Excerpts of location labeling data
-.-.-
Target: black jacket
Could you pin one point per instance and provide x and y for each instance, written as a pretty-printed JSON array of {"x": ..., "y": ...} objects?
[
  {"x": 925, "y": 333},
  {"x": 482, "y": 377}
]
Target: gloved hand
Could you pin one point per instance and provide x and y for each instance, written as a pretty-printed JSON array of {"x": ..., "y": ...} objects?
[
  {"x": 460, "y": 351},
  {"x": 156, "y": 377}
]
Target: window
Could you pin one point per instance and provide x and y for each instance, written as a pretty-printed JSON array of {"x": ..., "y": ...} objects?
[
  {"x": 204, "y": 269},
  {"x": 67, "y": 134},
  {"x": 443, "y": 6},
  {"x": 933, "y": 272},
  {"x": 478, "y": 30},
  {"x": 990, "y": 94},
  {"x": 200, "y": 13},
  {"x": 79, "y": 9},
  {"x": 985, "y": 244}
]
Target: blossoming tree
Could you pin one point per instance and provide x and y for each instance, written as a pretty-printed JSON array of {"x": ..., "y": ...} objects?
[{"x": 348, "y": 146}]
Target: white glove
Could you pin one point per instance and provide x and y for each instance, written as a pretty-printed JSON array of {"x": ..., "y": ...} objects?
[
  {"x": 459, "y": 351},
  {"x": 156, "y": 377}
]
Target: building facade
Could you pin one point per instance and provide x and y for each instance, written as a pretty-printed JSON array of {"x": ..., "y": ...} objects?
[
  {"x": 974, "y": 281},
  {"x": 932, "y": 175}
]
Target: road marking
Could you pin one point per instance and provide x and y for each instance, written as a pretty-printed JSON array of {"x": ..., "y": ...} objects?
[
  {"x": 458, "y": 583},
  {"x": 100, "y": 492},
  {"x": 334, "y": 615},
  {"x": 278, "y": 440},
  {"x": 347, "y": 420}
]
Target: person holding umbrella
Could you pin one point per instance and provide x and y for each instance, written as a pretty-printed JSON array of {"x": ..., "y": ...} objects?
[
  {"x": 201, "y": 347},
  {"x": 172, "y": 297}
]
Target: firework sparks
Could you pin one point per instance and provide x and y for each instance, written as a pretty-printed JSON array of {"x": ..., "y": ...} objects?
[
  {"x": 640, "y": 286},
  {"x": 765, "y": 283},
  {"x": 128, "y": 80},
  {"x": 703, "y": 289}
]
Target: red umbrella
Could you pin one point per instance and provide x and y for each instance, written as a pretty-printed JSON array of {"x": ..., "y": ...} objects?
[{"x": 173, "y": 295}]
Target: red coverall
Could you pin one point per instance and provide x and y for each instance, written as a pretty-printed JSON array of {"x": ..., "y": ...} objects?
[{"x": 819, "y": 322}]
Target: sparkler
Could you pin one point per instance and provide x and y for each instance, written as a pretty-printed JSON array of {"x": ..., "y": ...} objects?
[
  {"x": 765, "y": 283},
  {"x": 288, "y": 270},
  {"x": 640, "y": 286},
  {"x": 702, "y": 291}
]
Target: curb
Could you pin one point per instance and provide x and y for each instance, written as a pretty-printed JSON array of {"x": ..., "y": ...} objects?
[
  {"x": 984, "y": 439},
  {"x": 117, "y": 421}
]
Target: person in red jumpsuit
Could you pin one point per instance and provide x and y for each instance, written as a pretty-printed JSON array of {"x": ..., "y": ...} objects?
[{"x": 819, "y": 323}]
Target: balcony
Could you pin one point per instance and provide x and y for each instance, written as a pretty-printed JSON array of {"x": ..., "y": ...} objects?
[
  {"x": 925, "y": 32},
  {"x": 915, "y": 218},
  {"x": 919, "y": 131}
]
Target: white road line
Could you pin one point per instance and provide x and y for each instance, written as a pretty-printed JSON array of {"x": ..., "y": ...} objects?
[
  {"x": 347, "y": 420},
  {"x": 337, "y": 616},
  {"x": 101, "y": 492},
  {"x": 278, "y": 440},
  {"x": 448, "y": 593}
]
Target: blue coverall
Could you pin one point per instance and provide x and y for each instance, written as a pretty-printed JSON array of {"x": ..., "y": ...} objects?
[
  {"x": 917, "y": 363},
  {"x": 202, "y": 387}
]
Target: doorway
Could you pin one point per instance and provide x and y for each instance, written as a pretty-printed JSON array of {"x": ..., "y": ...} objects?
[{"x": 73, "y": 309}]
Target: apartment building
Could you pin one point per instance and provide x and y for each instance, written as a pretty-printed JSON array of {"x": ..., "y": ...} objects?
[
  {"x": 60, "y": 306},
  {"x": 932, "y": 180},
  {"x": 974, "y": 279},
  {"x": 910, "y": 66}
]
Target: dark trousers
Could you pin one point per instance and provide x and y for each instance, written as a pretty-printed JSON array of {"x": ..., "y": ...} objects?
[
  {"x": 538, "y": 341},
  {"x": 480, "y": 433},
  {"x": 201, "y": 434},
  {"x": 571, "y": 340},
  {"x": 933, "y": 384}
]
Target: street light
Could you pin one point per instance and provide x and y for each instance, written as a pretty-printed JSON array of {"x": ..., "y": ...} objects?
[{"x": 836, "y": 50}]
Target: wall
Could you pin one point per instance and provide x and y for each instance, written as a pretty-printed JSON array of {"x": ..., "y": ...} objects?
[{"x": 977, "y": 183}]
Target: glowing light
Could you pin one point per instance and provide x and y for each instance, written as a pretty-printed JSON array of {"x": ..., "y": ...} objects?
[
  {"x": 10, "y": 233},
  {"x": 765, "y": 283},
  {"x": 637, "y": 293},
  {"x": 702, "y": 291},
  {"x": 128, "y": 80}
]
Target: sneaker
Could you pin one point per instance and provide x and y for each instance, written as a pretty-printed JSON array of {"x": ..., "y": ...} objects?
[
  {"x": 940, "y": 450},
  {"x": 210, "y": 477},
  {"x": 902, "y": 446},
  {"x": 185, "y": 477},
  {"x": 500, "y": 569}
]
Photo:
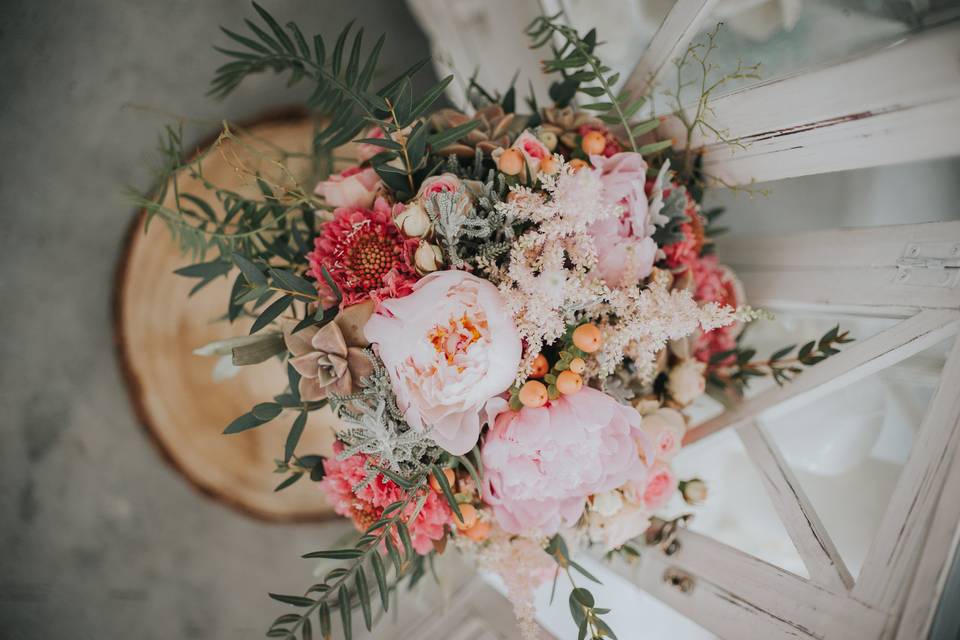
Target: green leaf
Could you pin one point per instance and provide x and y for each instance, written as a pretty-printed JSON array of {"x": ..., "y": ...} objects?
[
  {"x": 289, "y": 480},
  {"x": 345, "y": 617},
  {"x": 250, "y": 271},
  {"x": 335, "y": 554},
  {"x": 447, "y": 492},
  {"x": 363, "y": 594},
  {"x": 270, "y": 314},
  {"x": 297, "y": 601},
  {"x": 293, "y": 437},
  {"x": 381, "y": 575},
  {"x": 244, "y": 422},
  {"x": 266, "y": 411},
  {"x": 323, "y": 613}
]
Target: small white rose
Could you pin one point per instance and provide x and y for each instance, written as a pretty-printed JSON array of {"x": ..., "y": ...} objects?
[
  {"x": 607, "y": 504},
  {"x": 413, "y": 221},
  {"x": 686, "y": 382},
  {"x": 428, "y": 258}
]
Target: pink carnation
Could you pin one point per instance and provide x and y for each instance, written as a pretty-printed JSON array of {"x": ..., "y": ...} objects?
[
  {"x": 625, "y": 250},
  {"x": 366, "y": 254},
  {"x": 714, "y": 282},
  {"x": 366, "y": 506},
  {"x": 540, "y": 464}
]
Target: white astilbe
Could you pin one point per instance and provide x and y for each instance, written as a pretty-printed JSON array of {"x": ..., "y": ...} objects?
[
  {"x": 646, "y": 320},
  {"x": 548, "y": 280}
]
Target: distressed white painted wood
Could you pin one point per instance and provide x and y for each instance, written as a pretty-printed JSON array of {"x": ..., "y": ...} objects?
[
  {"x": 855, "y": 362},
  {"x": 679, "y": 27},
  {"x": 736, "y": 596},
  {"x": 898, "y": 104},
  {"x": 935, "y": 561},
  {"x": 891, "y": 559},
  {"x": 810, "y": 537}
]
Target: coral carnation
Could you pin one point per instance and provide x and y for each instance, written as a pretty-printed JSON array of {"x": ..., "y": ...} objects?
[
  {"x": 365, "y": 254},
  {"x": 366, "y": 505}
]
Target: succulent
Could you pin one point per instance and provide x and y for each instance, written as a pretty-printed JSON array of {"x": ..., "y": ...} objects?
[
  {"x": 493, "y": 131},
  {"x": 331, "y": 358}
]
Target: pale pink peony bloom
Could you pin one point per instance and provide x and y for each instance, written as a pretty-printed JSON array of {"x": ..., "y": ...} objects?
[
  {"x": 665, "y": 429},
  {"x": 625, "y": 250},
  {"x": 654, "y": 491},
  {"x": 541, "y": 464},
  {"x": 353, "y": 188},
  {"x": 450, "y": 347}
]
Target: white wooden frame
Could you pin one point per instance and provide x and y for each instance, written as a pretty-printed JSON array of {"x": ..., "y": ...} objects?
[{"x": 892, "y": 105}]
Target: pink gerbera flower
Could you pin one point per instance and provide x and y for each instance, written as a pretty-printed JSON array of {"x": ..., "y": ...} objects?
[
  {"x": 365, "y": 253},
  {"x": 366, "y": 506}
]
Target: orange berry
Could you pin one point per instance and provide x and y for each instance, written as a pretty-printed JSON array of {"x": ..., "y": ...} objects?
[
  {"x": 587, "y": 337},
  {"x": 448, "y": 474},
  {"x": 540, "y": 366},
  {"x": 569, "y": 382},
  {"x": 533, "y": 394},
  {"x": 478, "y": 532},
  {"x": 549, "y": 165},
  {"x": 593, "y": 143},
  {"x": 469, "y": 513},
  {"x": 510, "y": 162}
]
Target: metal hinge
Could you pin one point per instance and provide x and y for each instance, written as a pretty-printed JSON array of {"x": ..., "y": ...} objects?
[{"x": 930, "y": 264}]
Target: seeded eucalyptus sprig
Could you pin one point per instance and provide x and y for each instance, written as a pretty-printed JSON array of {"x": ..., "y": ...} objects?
[
  {"x": 583, "y": 72},
  {"x": 733, "y": 369},
  {"x": 347, "y": 587},
  {"x": 583, "y": 607}
]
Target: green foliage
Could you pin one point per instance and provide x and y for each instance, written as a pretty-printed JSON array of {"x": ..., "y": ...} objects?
[
  {"x": 732, "y": 370},
  {"x": 583, "y": 609},
  {"x": 583, "y": 72},
  {"x": 349, "y": 586}
]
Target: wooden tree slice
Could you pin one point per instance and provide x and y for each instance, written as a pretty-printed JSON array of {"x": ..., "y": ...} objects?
[{"x": 158, "y": 327}]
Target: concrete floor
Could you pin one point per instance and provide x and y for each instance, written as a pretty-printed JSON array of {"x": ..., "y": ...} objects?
[{"x": 100, "y": 537}]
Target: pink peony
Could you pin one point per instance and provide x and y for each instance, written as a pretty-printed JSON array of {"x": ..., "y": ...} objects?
[
  {"x": 450, "y": 348},
  {"x": 353, "y": 187},
  {"x": 714, "y": 282},
  {"x": 626, "y": 251},
  {"x": 365, "y": 253},
  {"x": 541, "y": 464},
  {"x": 366, "y": 506}
]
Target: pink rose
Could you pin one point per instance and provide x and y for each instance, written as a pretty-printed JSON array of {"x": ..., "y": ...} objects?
[
  {"x": 541, "y": 464},
  {"x": 450, "y": 347},
  {"x": 626, "y": 252},
  {"x": 655, "y": 490},
  {"x": 532, "y": 149},
  {"x": 665, "y": 428},
  {"x": 354, "y": 188}
]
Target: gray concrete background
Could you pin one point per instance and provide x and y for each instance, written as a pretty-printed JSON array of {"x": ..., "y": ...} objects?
[{"x": 99, "y": 537}]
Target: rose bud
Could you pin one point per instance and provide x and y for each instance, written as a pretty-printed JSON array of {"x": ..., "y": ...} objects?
[
  {"x": 427, "y": 258},
  {"x": 413, "y": 221},
  {"x": 694, "y": 491}
]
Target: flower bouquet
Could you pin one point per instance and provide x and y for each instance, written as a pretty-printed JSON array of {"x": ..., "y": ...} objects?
[{"x": 507, "y": 312}]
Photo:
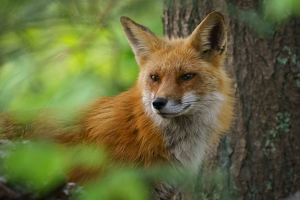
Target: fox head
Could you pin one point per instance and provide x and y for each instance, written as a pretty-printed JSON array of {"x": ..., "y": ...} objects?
[{"x": 180, "y": 74}]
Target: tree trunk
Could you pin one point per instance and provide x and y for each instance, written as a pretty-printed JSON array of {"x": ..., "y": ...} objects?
[{"x": 260, "y": 157}]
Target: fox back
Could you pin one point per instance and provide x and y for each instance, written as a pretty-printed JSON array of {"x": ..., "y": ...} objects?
[{"x": 181, "y": 104}]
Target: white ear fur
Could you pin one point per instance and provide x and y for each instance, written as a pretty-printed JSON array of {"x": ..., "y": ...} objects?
[
  {"x": 210, "y": 35},
  {"x": 141, "y": 39}
]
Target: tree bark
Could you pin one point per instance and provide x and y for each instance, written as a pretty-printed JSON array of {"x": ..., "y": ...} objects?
[{"x": 260, "y": 157}]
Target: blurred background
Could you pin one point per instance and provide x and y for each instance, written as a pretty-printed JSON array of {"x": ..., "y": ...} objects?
[{"x": 63, "y": 53}]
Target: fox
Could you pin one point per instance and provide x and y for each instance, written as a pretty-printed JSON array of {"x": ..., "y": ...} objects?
[{"x": 178, "y": 109}]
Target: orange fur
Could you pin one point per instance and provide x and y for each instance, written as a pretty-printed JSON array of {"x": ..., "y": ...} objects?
[{"x": 137, "y": 134}]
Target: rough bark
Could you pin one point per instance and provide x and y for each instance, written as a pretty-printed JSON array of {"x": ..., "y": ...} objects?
[{"x": 260, "y": 157}]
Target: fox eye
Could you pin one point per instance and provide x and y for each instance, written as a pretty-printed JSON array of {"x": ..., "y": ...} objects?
[
  {"x": 187, "y": 77},
  {"x": 154, "y": 78}
]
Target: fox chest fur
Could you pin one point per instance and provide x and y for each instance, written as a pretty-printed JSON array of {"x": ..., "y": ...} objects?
[{"x": 180, "y": 105}]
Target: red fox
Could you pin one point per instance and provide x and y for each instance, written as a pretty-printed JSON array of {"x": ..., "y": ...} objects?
[{"x": 181, "y": 104}]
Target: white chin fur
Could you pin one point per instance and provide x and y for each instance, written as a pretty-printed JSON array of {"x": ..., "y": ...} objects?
[
  {"x": 173, "y": 110},
  {"x": 186, "y": 132}
]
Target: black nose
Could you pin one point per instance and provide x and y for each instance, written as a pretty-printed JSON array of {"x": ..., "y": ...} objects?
[{"x": 159, "y": 103}]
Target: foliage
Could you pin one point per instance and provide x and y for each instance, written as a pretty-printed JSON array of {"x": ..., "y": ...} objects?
[{"x": 64, "y": 53}]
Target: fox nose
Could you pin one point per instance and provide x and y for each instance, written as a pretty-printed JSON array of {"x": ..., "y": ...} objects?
[{"x": 159, "y": 103}]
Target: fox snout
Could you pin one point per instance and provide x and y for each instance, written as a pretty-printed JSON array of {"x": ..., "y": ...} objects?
[
  {"x": 159, "y": 103},
  {"x": 168, "y": 108}
]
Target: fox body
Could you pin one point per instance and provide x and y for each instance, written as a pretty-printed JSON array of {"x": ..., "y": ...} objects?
[{"x": 181, "y": 104}]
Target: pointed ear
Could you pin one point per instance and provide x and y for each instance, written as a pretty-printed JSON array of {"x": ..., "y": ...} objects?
[
  {"x": 141, "y": 39},
  {"x": 210, "y": 37}
]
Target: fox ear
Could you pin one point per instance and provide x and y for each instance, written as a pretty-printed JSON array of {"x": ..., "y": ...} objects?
[
  {"x": 141, "y": 39},
  {"x": 210, "y": 37}
]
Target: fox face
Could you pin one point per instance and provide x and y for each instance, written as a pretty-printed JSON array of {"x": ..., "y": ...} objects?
[{"x": 180, "y": 76}]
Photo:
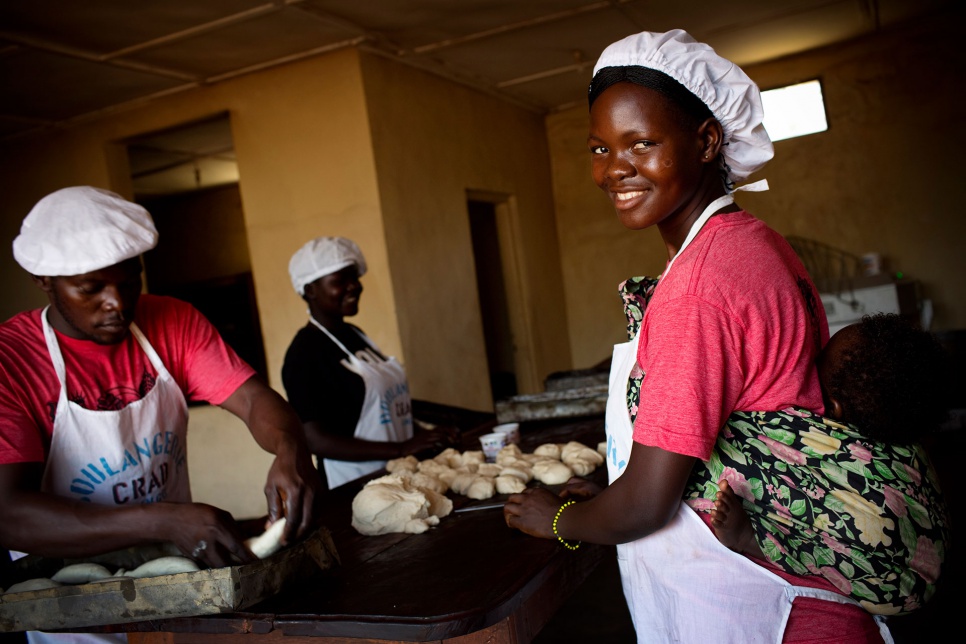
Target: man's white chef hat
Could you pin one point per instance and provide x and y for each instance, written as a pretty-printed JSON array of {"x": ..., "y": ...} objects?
[
  {"x": 732, "y": 97},
  {"x": 323, "y": 256},
  {"x": 82, "y": 229}
]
-.-.-
• **TASK TO CARRY OUT**
In the copy, leave out all pictures, and retype exactly each line from the one with "Target: fox body" through the last line of the entries.

• **RESPONSE**
Target: fox body
Could you pin one point per instance and provide x and y for each instance, written as a pretty-printed JSON array of {"x": ..., "y": ...} objects?
[{"x": 181, "y": 104}]
Target: pointed ear
Could you pin one point per instance and provide x and y for each instance, written as a pretty-printed JSON array of {"x": ..., "y": ...} objects?
[
  {"x": 141, "y": 39},
  {"x": 210, "y": 37}
]
Target: fox ear
Could you pin one point per instance and provide x and y for each instance, written as a pretty-printed JSON array of {"x": ..., "y": ...} objects?
[
  {"x": 141, "y": 39},
  {"x": 210, "y": 37}
]
Target: fox face
Could you pin one point per instance and provide x and y for each instance, written as a pretty-printed JSON array of {"x": ..., "y": ...} objects?
[{"x": 180, "y": 76}]
Photo:
Target: man's white chef hat
Could you pin one point per instance and provide x and y for each instance, written as a pretty-printed JSON array of {"x": ..., "y": ...} objects?
[
  {"x": 732, "y": 97},
  {"x": 323, "y": 256},
  {"x": 82, "y": 229}
]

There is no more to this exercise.